EXERCISE GOAL: Write out all of the data exactly as it appears.

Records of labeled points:
════════════════
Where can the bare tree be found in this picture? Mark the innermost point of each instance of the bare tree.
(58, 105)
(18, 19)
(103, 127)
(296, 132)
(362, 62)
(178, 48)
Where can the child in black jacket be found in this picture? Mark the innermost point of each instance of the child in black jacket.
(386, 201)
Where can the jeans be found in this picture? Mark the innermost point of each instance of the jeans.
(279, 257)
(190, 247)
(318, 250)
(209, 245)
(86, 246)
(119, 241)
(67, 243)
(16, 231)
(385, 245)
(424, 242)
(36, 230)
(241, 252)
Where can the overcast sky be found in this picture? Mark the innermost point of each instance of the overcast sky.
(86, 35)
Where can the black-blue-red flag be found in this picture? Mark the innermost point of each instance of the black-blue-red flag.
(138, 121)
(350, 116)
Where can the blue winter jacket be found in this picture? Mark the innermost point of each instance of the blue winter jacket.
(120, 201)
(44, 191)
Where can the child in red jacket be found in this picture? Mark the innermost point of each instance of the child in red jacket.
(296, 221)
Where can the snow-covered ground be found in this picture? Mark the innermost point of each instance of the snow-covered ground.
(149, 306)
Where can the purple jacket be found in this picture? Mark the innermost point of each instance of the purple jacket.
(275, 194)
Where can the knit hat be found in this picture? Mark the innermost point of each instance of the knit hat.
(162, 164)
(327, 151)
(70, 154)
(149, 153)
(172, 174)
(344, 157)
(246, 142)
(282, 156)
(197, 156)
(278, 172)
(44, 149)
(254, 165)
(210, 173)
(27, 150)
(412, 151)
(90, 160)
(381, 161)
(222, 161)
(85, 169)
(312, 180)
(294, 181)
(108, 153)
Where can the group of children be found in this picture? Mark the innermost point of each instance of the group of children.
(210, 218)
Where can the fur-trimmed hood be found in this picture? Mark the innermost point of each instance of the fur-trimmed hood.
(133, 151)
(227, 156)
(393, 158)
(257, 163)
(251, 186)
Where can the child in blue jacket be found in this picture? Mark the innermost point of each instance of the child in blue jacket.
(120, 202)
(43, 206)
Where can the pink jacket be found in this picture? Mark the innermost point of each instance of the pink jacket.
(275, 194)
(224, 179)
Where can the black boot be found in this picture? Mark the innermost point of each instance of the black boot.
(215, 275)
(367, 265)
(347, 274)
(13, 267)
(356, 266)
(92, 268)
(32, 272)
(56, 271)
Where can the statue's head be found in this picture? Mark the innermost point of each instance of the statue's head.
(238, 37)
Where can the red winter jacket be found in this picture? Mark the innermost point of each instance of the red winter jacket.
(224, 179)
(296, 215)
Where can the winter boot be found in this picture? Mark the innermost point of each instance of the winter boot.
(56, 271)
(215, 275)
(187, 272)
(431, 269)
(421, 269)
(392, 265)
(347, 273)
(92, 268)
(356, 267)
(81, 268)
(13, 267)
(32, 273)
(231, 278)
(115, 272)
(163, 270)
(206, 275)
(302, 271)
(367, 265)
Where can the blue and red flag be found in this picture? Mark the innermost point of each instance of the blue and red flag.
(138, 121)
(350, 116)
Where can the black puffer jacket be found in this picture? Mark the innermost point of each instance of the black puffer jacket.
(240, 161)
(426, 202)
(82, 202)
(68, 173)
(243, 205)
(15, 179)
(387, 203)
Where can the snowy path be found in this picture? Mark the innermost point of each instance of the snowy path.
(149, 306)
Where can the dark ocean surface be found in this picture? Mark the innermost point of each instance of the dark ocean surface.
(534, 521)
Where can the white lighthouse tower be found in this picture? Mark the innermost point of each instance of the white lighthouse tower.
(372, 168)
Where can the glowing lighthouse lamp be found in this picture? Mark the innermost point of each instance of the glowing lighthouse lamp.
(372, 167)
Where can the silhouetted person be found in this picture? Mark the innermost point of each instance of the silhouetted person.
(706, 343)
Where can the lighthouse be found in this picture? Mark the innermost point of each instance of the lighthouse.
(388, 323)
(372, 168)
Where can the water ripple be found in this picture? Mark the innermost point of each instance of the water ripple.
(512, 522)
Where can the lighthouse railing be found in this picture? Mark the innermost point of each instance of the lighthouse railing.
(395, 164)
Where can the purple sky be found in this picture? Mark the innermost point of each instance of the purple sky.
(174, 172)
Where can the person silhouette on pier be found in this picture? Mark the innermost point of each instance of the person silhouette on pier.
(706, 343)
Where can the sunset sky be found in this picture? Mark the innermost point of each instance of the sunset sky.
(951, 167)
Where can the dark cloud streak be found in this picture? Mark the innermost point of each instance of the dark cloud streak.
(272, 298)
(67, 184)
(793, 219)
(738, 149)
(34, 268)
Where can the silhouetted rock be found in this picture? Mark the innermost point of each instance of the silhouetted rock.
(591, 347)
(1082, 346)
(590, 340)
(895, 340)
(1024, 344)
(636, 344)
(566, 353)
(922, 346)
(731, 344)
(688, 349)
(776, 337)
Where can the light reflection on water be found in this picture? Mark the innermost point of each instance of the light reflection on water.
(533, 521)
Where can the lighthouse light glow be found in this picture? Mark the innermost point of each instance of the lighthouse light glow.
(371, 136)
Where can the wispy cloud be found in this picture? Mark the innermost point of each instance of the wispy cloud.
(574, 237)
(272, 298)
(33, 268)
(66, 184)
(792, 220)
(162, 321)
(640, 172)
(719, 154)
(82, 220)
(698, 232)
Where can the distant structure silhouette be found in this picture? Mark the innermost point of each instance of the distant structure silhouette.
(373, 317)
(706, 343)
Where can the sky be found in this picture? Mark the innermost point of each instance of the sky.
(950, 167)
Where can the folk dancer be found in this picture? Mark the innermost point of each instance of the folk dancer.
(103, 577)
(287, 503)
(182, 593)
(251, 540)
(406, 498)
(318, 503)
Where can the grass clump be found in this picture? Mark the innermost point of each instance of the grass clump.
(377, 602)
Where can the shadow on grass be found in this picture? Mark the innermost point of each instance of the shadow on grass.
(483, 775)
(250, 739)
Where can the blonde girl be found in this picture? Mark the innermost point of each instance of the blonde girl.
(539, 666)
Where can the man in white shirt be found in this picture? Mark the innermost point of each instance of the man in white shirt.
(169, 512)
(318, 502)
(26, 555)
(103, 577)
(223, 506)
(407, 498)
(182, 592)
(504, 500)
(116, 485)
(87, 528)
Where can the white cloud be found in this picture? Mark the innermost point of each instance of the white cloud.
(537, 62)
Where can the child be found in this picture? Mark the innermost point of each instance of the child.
════════════════
EXERCISE RESPONSE:
Where can the bare tree be found in this picture? Mark the innermost point of each instance of the bare tree.
(58, 105)
(18, 19)
(103, 127)
(296, 132)
(362, 62)
(178, 48)
Where can the child in black jacket be found in this picture? Mark the innermost point of each instance of the child in black jacket.
(386, 201)
Where can the jeans be found in this picture? Mark the innermost point of each instance of the jeans.
(279, 257)
(190, 247)
(318, 250)
(209, 245)
(86, 246)
(119, 241)
(67, 243)
(16, 231)
(385, 245)
(424, 242)
(36, 230)
(241, 252)
Where can the overcast sky be found in this picture? Mark the innermost point of each instance of the overcast sky.
(86, 35)
Where can the black-blue-red flag be found in this picture? Mark the innermost point of each instance of the black-blue-red flag.
(138, 121)
(350, 116)
Where can the blue winter jacket be found in this picture? Mark the innermost point of each instance of the blue winter jacket.
(120, 201)
(44, 191)
Where can the child in red jacket be found in this picture? Mark the innermost point of each instance of the child in red jacket.
(296, 221)
Where can the snow-covered ground be found in this picture? Mark the innermost point of each instance of the snow-covered ground.
(149, 306)
Where can the purple jacket be found in this picture? Mark the innermost point of each instance of the purple jacket.
(275, 194)
Where can the knit hat be found in this picture? Mark the innermost point of each instance of the knit hat.
(162, 164)
(327, 151)
(70, 154)
(149, 153)
(172, 174)
(344, 157)
(246, 142)
(282, 156)
(197, 156)
(278, 172)
(44, 149)
(254, 165)
(210, 173)
(27, 150)
(412, 151)
(90, 160)
(381, 161)
(222, 161)
(85, 169)
(312, 180)
(294, 181)
(108, 153)
Where can the group of children be found in this picture? Mark the innermost point of each instance of the group of children.
(210, 218)
Where can the fur-trimmed hood be found in this picture? Mark the innermost point of each instance of the fur-trimmed hood.
(133, 151)
(227, 156)
(393, 158)
(257, 163)
(251, 186)
Where can the child in blue jacket be found in this picture? Mark the innermost point of each instance of the child in blue jacket.
(120, 202)
(43, 206)
Where can the pink jacket be found in this picture? Mark the innermost point of each instance of the pink jacket.
(275, 194)
(224, 179)
Where can the black boot be found in this picture? Mark the innermost point of each instance of the black boot.
(215, 275)
(367, 265)
(347, 274)
(13, 267)
(356, 266)
(92, 268)
(32, 272)
(56, 271)
Where can the statue's head be found in this picture? Mark the innermost point of each instance of the statue's head.
(238, 37)
Where can the red winter jacket be found in this picture? Mark the innermost point of each instance of the red winter jacket.
(224, 179)
(296, 215)
Where can the winter boot be found in this picture? Mark the innermost point of each instance of the winter boot.
(56, 271)
(215, 275)
(187, 272)
(431, 269)
(421, 269)
(392, 265)
(347, 273)
(92, 268)
(356, 267)
(81, 268)
(13, 267)
(32, 273)
(231, 278)
(115, 272)
(163, 270)
(206, 275)
(302, 271)
(367, 265)
Where can the blue and red flag be found in this picture? Mark the innermost point of each instance of the blue and red flag.
(138, 121)
(350, 116)
Where can the black puffer jacket be found in this picture? Mark the innermost point of each instance of the black puffer jacket.
(240, 161)
(426, 202)
(82, 202)
(68, 173)
(243, 205)
(15, 179)
(387, 203)
Where can the snowy path be found in this picture? Mark the innermost point of each instance of the snowy path.
(149, 306)
Where can the dark ocean surface be found in this picture? Mark the innermost point of each instance of the dark ocean surface.
(534, 521)
Where can the white lighthouse tower be found in this picture? Mark the innermost point of each instance of the white lighthouse tower.
(372, 168)
Where can the glowing lighthouse lamp be found in this picture? Mark the innermost point of each instance of the glowing lighthouse lamp.
(372, 167)
Where can the silhouetted person be found in this picture? Mark the innermost point of each instance of the silhouetted person.
(706, 343)
Where can the lighthouse be found in this picture? Mark the innermost point of each instance of the lighthouse.
(388, 323)
(372, 168)
Where can the water ripple be found in this picture? Mark the innermost point of each instance of the water ripple.
(512, 522)
Where can the lighthouse railing be found in this picture? Mark the innermost point of each instance of the lighthouse railing.
(395, 164)
Where can the purple sky be found in this picture? Mark the innermost point of each instance of the purple sky.
(174, 172)
Where can the person silhouette on pier be found in this picture? Mark the innermost point of each instance of the person silhouette on pier.
(706, 343)
Where can the sunset sky be found in this picture? Mark the innermost point of each instance of the sunset sky.
(951, 167)
Where can the dark cloud streak be found in this picture? Mark the innermost point of each instance of the dark cloud streak.
(272, 298)
(67, 184)
(793, 219)
(738, 149)
(34, 268)
Where can the silhouetted rock be found in this picture? Mark the innermost point of each instance of the silhouetted rock.
(591, 347)
(1082, 346)
(590, 340)
(895, 340)
(1024, 344)
(636, 344)
(566, 353)
(922, 346)
(731, 344)
(688, 349)
(776, 337)
Where can the light reflection on water be found in this picture? Mark the innermost point of each instance of the light reflection on water.
(533, 521)
Where can the lighthouse light glow be found in this picture? Mark the innermost point of each instance of the lighthouse light glow.
(371, 136)
Where can the wispy cloud be found in this picture? Mark the innermost point of each instance of the wispy cloud.
(574, 237)
(272, 298)
(33, 268)
(66, 184)
(792, 220)
(162, 321)
(640, 172)
(719, 154)
(82, 220)
(698, 232)
Where can the distant structure silhouette be found in this picture? Mark the innermost point of each instance of the distant structure silhouette.
(373, 317)
(706, 343)
Where can the sky be found in this picture? Mark the innermost point of each instance of the sky.
(950, 167)
Where can the folk dancer be found in this picture? Mark the innermost point of each instance of the folk dancer.
(103, 577)
(287, 503)
(182, 593)
(251, 540)
(406, 498)
(318, 503)
Where can the grass clump be found in this picture? Mark the innermost point of each instance of the grass clump.
(377, 602)
Where can the shadow on grass be found in this picture? Mark the innermost point of each instance of the shadow on grass.
(483, 775)
(250, 739)
Where can the blonde girl be found in this picture? Mark the innermost point of each instance of the blonde girl.
(539, 666)
Where can the man in white shirt be found in this picture? Mark the innermost point of each instance of the man in white shirt.
(169, 512)
(318, 502)
(26, 555)
(103, 577)
(223, 506)
(407, 498)
(182, 592)
(504, 500)
(116, 485)
(87, 528)
Where can the white cloud be found in this picture? Mark the innermost point of each instance of the white cloud.
(537, 62)
Where can the child be found in this picture? Mark the innermost point of each instance of the child.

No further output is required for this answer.